> _Selected passage_
-- Opening Marker --

Five Great Features of LIC Jeevan Umang (Plan 845) – which you may not know. LIC’s Jeevan Umang is a versatile power packed plan form LIC of India, with some special features which provides some unique advantages from customers point of view. Before going into the special features of the plan, let us understand the general features.
LIC Jeevan Umang T-845 – General features.
- LIC’s Jeevan Umang is a non- linked, with profit whole life assurance plan. Which means that, it is not directly linked to share market and insurance coverage is available through out the life. As it is a with profit plan, it will be eligible for bonus declared by LIC at the time of maturity.
- Premium paying term can be selected from 15, 20, 25 and 30 years.
- Guaranteed survival benefits at the rate of 8% of Sum Assured will be available annually after completion of the premium paying term till maturity or death which ever is earlier.
- Death benefit equal to Sum Assured + Bonus + final additional bonus available through out life.
- Maturity benefit at the age of 100 includes Sum Assured + Bonus + Final Additional Bonus.
- Simple Reversionary Bonus for Jeevan Umang is available only up to premium paying term. After that, bonus rate for the plan will be at a special Differential Rate (DB-Differential Bonus).
Five Unique Features of LIC’s Jeevan Umang (Plan 845)
Jeevan Umang can be considered as a unique insurance plan from LIC of India, owing to certain special features. These special features of the plan are given below.
- Special Surrender value – Helping to make the term flexible as per your needs.
- Paid up Value Benefit – helpful if you have difficulty in paying full premium.
- Guaranteed Survival Benefits – Helping to create tax free pension
- Bonus accruing to the policy, through out the life. – Helping to increase risk cover every year till death.
- Critical Illness rider – Helping to tide over the high treatment cost of major illnesses.
Let us have a detailed look at the special features of the plan.
1. Special Surrender value – Helping to make the term flexible as per your needs.
LIC’s Jeevan Umang (Plan 845) is a whole life plan with maturity at the age of 100 years of age of the life assured. At the time of maturity ‘Sum Assured + Bonus [B1 (Bonus during premium paying term) + B2 (Differential bonus after premium paying term)] + Final Additional Bonus’ will become payable.
Even though it is desirable to have insurance coverage till the end of the life, many may not agree with this concept. People may need money for various reasons and may like to withdraw from the plan, any time after the premium paying period.

-- Closing Marker --

> _What to do_
Reproduce the plan overview starting with "- Paid up Value" and going on through "year till death.", swapping "pension" for "annuity".

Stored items
-- Opening Marker --

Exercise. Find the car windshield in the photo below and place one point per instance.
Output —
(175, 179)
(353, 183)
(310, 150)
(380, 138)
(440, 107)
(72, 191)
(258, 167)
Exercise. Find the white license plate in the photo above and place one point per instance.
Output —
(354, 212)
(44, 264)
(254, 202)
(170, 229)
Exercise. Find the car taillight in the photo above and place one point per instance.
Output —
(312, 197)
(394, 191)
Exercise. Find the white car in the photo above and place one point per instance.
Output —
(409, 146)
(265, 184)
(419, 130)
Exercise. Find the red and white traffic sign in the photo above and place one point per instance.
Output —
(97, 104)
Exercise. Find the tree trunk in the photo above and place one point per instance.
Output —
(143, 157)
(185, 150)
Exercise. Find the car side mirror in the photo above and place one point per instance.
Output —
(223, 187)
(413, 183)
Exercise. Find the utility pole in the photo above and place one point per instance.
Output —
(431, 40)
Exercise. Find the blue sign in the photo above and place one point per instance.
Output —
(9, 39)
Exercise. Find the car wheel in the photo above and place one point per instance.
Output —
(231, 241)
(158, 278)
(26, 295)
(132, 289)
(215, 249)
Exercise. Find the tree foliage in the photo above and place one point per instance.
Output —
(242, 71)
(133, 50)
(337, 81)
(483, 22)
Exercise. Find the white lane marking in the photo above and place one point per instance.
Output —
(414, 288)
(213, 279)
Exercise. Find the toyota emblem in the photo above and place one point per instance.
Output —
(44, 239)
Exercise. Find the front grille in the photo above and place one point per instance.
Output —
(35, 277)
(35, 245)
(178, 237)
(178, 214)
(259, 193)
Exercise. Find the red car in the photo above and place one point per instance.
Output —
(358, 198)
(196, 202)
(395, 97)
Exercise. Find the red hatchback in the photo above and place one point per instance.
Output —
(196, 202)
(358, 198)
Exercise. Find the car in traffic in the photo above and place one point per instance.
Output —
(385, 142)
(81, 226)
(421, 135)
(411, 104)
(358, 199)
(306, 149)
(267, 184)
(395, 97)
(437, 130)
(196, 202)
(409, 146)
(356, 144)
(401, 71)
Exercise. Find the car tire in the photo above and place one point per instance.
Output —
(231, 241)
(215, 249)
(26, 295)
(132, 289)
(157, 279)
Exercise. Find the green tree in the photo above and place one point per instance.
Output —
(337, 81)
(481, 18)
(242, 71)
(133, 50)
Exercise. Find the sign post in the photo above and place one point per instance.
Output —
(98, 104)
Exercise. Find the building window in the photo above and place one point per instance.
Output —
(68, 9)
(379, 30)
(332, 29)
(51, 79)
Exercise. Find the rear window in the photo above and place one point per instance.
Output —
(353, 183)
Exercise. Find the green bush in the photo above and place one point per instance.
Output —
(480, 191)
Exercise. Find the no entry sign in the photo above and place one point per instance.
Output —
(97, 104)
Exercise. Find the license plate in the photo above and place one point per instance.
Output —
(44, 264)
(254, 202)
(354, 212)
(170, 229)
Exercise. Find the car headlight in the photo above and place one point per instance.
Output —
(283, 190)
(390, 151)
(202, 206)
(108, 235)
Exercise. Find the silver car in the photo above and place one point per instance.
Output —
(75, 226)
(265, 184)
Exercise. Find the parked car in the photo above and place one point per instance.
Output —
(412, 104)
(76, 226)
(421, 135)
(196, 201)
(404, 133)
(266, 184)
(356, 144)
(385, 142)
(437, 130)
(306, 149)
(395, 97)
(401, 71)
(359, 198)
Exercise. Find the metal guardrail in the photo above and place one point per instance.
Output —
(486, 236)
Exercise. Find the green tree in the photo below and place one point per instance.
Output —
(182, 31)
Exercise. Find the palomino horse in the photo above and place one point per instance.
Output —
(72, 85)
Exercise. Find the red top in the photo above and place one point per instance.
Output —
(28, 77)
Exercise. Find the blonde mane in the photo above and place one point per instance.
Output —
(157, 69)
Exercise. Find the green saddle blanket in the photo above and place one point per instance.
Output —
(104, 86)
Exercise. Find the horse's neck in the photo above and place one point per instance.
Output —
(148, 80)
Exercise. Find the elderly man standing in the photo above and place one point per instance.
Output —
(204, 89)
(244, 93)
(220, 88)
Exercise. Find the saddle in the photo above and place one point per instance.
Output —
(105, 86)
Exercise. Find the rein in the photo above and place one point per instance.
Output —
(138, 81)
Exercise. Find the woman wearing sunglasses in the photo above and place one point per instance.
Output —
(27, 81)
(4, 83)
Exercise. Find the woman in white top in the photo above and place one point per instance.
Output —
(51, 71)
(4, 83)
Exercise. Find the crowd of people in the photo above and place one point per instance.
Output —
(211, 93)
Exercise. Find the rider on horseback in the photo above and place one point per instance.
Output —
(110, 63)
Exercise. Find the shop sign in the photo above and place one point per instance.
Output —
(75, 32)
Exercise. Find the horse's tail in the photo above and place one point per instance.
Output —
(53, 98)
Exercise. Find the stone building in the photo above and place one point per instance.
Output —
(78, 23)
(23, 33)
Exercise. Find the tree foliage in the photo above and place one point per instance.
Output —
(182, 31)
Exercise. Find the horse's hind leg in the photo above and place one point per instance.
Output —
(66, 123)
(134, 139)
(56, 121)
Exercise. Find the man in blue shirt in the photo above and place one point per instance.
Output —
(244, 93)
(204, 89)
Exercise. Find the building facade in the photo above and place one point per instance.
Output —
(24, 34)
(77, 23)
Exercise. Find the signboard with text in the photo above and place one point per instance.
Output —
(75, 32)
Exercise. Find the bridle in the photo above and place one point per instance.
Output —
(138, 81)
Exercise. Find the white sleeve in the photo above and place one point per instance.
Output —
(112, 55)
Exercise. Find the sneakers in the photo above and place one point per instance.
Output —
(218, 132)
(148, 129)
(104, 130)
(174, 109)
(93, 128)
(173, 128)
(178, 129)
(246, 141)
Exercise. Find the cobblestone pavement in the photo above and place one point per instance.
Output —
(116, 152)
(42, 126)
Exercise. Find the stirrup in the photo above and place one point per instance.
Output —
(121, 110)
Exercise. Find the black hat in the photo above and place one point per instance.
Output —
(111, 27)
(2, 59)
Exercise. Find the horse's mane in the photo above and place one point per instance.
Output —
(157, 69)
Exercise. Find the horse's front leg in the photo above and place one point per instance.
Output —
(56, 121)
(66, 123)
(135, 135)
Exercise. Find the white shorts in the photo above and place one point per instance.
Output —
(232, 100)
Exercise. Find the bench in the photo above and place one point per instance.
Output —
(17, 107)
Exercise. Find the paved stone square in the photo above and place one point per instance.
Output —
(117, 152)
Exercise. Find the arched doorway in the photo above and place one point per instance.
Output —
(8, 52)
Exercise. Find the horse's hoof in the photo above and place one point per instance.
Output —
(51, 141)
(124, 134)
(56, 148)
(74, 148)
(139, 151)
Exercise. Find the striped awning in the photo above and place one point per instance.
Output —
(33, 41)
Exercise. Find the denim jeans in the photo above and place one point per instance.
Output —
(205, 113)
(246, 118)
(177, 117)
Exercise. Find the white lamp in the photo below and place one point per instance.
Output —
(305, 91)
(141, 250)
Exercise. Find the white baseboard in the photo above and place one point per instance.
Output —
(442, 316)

-- Closing Marker --

> _Worked solution_
- Paid up Value Benefit – helpful if you have difficulty in paying full premium.
- Guaranteed Survival Benefits – Helping to create tax free annuity
- Bonus accruing to the policy, through out the life. – Helping to increase risk cover every year till death.